▶ **Excerpt**:

--

Ecosystem assessment: A social process through which the findings of science concerning the causes of ecosystem change, their consequences for human well-being, and management and policy options are brought to bear on the needs of decision-makers.

 

Ecosystem services: The benefits provided by ecosystems that contribute to making human life both possible and worth living.

 

Ecosystem service degradation: For provisioning services, decreased production of the service through changes in area over which the services is provided, or decreased production per unit area. For regulating and supporting services, a reduction in the benefits obtained from the service, either through a change in the service or through human pressures on the service exceeding its limits. For cultural services, a change in the ecosystem features that decreases the cultural benefits provided by the ecosystem.


Policy-maker: A person with power to influence or determine policies and practices at an international, national, regional, or local level.

 

Scenario: A plausible and often simplified description of how the future may develop, based on a coherent and internally consistent set of assumptions about key driving forces (e.g., rate of technology change, prices) and relationships. Scenarios are neither predictions nor projections and sometimes may be based on a ‘‘narrative storyline.’’ Scenarios may include projections but are often based on additional information from other sources.

 

Valuation: The process of expressing a value for a particular good or service in a certain context (e.g., of decision-making) usually in terms of something that can be counted, often money, but also through methods and measures from other disciplines (sociology, ecology, and so on).


Value: The contribution of an action or object to user-specified goals, objectives, or conditions.

  

Well-being: Human well-being has multiple constituents, including basic material for a good life, freedom and choice, health, good social relations, and security. The constituents of well-being, as experienced and perceived by people, are situation-dependent, reflecting local geography, culture, and ecological circumstances.

--

▶ **Data listing**:

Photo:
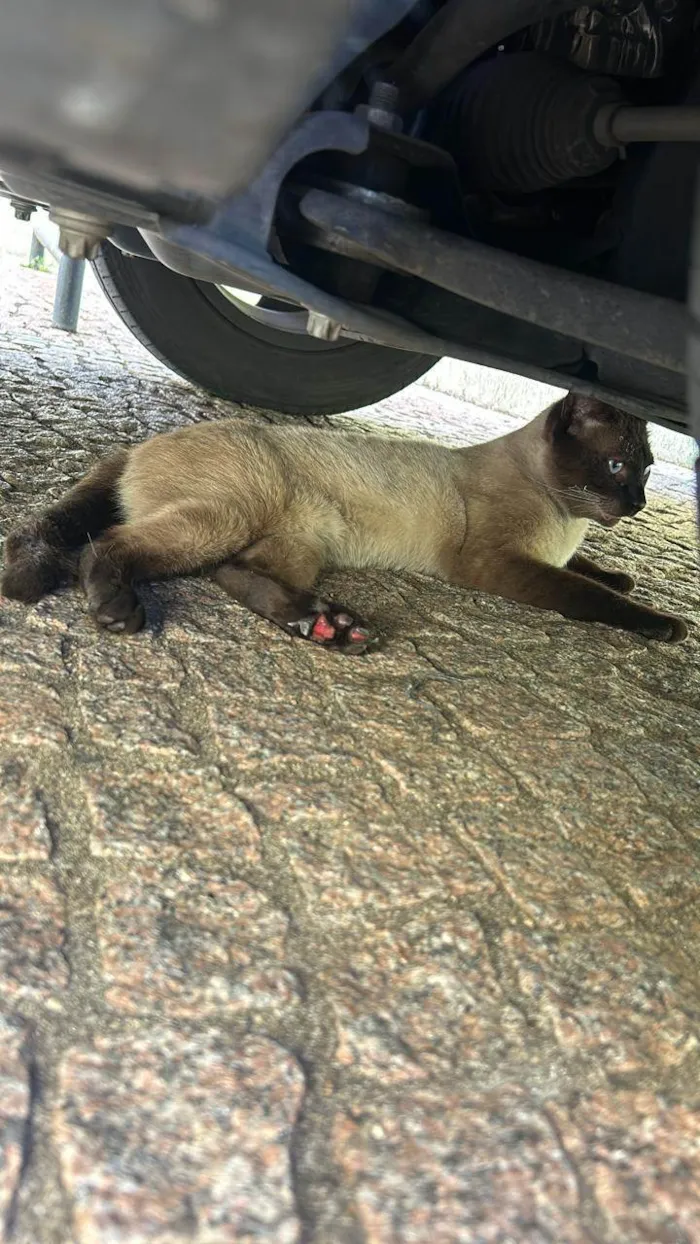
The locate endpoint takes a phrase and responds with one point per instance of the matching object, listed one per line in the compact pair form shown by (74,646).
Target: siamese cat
(265,509)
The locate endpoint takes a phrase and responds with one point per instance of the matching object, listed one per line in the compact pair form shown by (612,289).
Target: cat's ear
(577,416)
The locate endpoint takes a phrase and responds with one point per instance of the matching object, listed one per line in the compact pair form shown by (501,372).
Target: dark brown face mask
(601,459)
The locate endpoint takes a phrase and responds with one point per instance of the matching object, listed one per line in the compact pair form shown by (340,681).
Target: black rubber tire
(200,334)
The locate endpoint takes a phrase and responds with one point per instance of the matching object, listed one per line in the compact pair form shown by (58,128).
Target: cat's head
(599,459)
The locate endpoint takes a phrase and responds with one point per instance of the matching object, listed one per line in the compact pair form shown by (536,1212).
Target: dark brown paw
(332,626)
(32,567)
(621,582)
(112,602)
(665,627)
(678,630)
(122,613)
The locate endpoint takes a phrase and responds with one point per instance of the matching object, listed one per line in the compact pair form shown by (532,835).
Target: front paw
(621,582)
(665,627)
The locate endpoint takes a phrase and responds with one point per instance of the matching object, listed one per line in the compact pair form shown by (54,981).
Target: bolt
(80,235)
(23,210)
(382,108)
(321,326)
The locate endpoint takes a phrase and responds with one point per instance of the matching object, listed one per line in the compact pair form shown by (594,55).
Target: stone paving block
(423,1000)
(24,830)
(32,964)
(158,815)
(30,714)
(190,943)
(435,1169)
(141,720)
(639,1153)
(167,1137)
(601,995)
(14,1109)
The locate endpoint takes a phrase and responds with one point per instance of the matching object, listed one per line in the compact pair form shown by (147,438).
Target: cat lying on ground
(266,509)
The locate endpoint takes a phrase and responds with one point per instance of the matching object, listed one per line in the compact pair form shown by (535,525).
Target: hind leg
(37,554)
(274,579)
(172,541)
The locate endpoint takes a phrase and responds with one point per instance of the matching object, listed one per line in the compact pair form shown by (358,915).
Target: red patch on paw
(322,630)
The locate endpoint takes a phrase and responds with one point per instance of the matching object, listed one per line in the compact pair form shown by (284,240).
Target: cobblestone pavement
(399,949)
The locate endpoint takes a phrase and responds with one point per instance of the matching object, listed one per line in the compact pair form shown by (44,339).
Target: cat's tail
(42,551)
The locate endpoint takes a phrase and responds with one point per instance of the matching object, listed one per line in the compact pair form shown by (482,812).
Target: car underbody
(509,183)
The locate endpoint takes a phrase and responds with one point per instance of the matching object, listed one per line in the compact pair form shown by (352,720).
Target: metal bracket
(248,218)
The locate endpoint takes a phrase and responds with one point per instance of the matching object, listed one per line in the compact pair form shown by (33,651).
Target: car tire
(204,336)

--

Reproduce verbatim the stretch of the ecosystem glossary from "Ecosystem assessment: A" through "needs of decision-makers.".

▶ **Task output**:
Ecosystem assessment: A social process through which the findings of science concerning the causes of ecosystem change, their consequences for human well-being, and management and policy options are brought to bear on the needs of decision-makers.